= Problem to work on =
In the data below, find each line that contains the word "given" and copy it.
BEGIN Task input
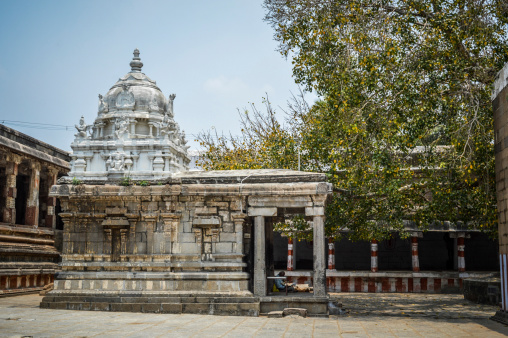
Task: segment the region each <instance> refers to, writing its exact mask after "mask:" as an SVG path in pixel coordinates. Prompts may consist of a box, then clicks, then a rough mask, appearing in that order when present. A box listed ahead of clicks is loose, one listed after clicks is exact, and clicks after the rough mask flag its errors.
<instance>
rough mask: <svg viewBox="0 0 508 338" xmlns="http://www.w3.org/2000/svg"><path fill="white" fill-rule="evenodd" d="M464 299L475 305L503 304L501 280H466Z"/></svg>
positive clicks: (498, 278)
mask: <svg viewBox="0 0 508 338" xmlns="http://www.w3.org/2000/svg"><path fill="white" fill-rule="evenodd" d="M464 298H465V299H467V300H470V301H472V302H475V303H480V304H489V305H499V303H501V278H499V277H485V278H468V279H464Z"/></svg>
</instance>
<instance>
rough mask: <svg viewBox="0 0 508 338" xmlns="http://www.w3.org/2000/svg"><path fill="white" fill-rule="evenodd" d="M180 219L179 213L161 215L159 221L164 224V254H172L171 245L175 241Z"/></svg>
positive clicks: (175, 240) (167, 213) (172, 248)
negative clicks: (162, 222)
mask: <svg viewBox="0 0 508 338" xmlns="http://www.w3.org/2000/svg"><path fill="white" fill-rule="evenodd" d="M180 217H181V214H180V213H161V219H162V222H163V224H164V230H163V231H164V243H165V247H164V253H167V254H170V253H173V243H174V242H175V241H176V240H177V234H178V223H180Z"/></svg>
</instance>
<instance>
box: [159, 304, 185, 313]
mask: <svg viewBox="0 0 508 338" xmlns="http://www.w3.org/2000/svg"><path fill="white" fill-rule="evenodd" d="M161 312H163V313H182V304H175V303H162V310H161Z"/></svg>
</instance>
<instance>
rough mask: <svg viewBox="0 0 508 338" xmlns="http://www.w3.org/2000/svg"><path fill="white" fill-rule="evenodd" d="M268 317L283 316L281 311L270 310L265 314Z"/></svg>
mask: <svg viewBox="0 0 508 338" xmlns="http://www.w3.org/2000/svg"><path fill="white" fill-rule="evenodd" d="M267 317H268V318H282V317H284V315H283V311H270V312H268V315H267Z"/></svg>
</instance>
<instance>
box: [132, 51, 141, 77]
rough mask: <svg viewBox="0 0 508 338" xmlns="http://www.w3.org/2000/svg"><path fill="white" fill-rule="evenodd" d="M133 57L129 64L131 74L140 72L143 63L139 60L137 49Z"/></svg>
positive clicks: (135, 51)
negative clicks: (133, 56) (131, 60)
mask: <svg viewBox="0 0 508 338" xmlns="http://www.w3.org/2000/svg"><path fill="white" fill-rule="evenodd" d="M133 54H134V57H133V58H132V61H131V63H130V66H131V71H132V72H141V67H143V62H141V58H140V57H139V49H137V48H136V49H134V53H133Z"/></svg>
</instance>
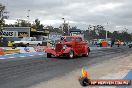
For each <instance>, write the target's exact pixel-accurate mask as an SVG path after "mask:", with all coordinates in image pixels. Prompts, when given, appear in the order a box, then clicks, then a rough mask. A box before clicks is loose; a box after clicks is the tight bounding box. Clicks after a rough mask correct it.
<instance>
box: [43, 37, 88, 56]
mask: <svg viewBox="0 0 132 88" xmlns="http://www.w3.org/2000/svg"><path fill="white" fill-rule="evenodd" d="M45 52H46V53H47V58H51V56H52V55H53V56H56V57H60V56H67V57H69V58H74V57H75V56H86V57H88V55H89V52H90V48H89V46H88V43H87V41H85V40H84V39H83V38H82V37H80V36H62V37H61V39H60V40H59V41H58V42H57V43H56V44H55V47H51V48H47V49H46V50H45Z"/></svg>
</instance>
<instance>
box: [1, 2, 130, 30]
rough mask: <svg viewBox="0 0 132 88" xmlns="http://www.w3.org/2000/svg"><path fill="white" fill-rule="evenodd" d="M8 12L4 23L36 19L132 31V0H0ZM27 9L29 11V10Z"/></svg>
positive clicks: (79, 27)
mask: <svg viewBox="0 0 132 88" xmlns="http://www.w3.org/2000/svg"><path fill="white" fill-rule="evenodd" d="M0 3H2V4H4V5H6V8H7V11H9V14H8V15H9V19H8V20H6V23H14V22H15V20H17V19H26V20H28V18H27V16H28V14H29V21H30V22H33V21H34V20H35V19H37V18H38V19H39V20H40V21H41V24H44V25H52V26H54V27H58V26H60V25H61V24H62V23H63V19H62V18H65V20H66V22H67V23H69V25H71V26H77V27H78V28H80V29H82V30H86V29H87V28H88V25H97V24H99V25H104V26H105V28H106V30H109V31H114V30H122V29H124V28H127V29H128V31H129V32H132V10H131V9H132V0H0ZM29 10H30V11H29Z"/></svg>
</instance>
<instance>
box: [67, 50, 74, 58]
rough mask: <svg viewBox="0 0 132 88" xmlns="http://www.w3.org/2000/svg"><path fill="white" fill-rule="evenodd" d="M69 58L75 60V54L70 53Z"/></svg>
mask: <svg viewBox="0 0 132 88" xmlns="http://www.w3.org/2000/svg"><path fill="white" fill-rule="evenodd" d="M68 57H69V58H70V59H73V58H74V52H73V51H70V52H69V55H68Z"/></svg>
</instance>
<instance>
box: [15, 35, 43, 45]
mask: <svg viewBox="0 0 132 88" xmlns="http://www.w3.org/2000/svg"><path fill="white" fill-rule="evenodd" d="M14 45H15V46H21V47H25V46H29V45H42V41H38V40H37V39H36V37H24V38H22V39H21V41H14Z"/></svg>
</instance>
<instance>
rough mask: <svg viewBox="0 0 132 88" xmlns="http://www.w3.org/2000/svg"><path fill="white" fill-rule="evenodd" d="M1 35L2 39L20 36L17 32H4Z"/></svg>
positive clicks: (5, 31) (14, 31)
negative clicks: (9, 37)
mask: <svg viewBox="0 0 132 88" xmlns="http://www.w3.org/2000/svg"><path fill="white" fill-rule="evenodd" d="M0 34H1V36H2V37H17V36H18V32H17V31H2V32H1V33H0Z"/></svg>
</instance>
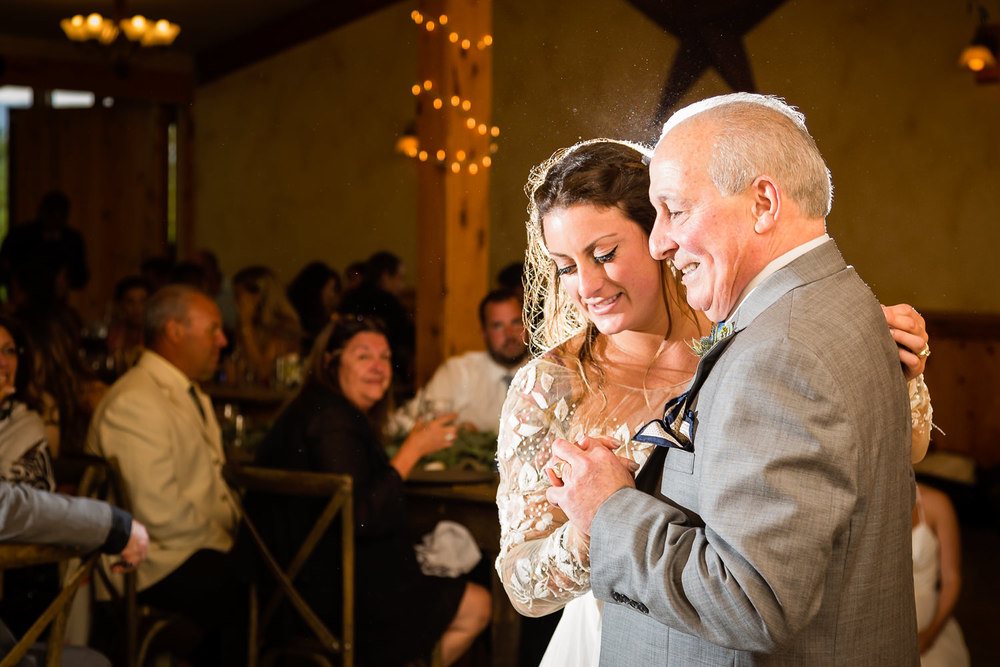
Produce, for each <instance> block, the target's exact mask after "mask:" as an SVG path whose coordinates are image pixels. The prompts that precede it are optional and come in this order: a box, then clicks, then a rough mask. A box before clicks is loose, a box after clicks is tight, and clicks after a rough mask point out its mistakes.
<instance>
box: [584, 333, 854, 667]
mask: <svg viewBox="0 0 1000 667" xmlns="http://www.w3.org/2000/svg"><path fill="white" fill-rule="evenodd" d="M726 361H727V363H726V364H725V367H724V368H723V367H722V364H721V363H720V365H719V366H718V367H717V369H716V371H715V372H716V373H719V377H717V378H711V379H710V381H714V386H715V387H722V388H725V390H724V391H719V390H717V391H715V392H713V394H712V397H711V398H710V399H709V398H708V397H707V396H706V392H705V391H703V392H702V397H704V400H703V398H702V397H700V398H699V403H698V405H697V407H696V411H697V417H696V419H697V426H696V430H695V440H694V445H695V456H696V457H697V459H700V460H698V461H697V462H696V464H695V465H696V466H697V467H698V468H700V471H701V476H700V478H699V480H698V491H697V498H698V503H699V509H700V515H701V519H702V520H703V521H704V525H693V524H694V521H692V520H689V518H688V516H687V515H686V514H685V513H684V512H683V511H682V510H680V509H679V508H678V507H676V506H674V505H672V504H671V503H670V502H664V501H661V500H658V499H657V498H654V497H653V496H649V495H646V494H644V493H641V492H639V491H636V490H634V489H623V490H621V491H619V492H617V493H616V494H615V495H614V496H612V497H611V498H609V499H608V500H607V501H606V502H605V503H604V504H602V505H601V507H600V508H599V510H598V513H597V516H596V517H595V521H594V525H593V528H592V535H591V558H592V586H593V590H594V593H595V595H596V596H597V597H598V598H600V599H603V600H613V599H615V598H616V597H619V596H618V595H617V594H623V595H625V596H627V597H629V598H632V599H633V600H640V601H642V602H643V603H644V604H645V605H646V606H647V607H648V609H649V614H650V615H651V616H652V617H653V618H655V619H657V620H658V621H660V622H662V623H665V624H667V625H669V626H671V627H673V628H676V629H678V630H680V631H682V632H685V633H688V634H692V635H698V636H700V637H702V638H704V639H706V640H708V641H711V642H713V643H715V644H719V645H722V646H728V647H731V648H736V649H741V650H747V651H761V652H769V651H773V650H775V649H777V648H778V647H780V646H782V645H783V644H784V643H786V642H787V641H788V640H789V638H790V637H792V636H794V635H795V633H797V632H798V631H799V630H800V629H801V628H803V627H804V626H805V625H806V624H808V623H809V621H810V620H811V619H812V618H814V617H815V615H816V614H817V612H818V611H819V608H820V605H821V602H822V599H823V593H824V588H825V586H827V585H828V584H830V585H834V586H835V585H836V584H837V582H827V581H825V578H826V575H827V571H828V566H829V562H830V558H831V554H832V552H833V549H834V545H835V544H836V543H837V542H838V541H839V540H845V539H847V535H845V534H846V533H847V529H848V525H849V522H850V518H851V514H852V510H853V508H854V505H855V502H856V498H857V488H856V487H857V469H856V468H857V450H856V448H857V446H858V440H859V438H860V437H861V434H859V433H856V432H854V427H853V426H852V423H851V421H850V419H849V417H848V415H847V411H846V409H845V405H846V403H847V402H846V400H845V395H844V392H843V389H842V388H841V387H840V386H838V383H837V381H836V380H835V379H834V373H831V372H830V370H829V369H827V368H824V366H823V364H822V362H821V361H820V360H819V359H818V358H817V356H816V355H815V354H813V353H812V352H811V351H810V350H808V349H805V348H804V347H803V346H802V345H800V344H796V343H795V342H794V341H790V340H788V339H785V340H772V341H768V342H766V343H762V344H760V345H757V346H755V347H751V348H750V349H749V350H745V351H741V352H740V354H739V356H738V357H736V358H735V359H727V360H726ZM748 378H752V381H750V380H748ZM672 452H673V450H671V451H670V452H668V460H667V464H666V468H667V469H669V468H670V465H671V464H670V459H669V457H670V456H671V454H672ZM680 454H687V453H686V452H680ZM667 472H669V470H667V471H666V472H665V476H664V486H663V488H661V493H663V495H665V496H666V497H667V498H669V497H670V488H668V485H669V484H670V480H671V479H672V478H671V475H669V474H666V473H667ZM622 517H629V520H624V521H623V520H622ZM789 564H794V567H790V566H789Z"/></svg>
END Task input
BEGIN Task input
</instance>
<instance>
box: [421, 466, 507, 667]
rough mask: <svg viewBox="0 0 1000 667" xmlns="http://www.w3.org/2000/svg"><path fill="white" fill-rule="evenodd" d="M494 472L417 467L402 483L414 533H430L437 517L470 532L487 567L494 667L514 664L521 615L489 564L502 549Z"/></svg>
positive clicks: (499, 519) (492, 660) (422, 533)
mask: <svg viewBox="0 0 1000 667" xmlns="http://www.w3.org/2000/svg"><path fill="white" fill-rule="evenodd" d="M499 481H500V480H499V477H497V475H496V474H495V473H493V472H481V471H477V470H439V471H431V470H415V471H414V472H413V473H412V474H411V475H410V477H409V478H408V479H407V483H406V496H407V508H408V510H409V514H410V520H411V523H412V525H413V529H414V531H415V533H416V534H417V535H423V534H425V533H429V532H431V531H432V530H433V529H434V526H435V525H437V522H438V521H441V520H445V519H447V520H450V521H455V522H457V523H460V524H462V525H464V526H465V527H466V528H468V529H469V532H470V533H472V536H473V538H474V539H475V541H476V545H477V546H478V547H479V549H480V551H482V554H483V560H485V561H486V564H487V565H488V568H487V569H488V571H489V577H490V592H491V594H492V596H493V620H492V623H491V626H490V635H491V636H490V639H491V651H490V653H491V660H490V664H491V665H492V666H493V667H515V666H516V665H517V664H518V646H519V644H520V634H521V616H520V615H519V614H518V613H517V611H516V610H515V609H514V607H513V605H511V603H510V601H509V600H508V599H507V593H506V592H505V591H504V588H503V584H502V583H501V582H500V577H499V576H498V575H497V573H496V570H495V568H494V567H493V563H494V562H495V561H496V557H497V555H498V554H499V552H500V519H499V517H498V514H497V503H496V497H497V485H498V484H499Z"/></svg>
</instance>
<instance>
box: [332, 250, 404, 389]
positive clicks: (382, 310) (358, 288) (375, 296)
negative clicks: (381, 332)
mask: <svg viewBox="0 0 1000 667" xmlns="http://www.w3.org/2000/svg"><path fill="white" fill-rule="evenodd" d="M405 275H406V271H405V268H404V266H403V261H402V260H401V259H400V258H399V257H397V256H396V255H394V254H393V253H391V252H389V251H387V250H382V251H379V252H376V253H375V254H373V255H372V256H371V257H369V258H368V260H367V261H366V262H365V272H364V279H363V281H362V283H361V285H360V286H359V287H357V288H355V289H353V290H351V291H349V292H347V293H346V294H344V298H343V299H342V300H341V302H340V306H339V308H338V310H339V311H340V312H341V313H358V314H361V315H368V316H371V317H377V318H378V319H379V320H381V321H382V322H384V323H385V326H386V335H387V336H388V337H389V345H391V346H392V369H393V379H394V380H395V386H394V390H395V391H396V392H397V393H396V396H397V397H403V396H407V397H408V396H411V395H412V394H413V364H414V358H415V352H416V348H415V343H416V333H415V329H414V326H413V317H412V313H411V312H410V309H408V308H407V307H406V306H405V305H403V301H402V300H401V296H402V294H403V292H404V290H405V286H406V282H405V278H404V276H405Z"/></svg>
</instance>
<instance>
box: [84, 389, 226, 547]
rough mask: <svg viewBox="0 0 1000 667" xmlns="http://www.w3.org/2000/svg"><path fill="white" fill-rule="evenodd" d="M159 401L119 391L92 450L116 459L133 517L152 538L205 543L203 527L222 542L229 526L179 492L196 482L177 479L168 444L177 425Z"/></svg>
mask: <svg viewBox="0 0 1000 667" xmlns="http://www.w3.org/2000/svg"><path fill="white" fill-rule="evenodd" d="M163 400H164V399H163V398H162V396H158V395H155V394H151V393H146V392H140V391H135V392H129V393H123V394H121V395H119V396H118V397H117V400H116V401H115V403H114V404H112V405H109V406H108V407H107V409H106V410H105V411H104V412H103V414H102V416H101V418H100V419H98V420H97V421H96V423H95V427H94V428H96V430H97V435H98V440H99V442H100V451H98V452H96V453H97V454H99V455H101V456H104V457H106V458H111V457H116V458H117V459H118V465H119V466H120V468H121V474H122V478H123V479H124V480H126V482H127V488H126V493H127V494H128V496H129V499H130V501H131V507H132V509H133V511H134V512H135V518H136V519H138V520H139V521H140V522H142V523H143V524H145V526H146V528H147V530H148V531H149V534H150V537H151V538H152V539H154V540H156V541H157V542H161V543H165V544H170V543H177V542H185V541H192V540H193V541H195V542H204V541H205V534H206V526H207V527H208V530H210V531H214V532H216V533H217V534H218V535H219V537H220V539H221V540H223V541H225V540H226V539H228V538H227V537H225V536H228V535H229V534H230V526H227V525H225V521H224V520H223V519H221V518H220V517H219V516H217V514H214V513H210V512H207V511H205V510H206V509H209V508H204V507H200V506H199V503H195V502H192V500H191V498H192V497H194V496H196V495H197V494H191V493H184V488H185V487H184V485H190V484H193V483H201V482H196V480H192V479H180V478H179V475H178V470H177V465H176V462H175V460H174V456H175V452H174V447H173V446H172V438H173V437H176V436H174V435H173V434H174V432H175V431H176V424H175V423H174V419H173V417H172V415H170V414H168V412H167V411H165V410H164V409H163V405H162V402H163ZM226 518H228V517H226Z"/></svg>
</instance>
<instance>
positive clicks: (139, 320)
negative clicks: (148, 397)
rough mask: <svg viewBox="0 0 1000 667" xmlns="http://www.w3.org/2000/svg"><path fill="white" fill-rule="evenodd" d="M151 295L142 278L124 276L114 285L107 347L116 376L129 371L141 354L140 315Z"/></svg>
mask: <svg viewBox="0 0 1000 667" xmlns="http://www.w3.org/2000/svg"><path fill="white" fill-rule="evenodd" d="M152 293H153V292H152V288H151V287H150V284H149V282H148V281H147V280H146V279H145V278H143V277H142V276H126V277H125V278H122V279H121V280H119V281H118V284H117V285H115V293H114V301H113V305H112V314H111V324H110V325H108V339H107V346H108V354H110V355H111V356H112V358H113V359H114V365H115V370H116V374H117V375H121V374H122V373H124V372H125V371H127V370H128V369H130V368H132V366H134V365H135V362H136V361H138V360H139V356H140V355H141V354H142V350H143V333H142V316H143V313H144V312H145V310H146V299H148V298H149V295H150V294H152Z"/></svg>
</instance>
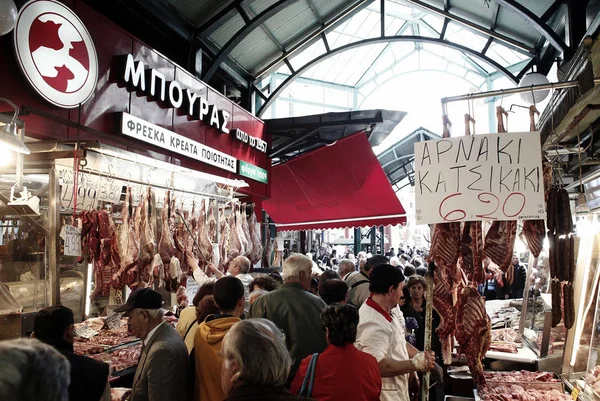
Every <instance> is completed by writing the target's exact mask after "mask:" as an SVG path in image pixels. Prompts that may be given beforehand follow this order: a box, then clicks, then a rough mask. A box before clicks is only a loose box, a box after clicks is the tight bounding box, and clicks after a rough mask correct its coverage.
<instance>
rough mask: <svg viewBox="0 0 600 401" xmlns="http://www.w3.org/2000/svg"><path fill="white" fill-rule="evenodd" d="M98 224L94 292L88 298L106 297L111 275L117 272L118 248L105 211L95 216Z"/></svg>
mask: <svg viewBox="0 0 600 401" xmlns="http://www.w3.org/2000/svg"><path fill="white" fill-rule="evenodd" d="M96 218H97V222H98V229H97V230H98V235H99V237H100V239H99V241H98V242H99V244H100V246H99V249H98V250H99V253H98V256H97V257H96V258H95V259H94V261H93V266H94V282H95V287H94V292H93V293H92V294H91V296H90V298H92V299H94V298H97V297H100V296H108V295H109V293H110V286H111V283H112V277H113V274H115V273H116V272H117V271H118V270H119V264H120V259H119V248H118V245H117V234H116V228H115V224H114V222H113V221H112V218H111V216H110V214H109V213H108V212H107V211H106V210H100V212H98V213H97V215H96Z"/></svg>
END Task input
= Response to the exercise =
For each <instance>, write the target's exact pixel-accurate mask as an SVG path after "mask:", with all coordinates in image pixels. Prompts, when given, appear in the order a box, then clicks, then a rough mask. A box before clicks is loose; a box after clicks is the tight bounding box. Clicks after a rough mask correct it.
Every <instance> is completed by writing the target's exact mask after "mask:" as an SVG path in image pixels. Prompts that may be given beforehand follow this order: a box, then clicks, then a rough mask. A box before clicks is only a loose box, a box after clicks is the tight bounding box, and clicks after a rough mask correct its coverage.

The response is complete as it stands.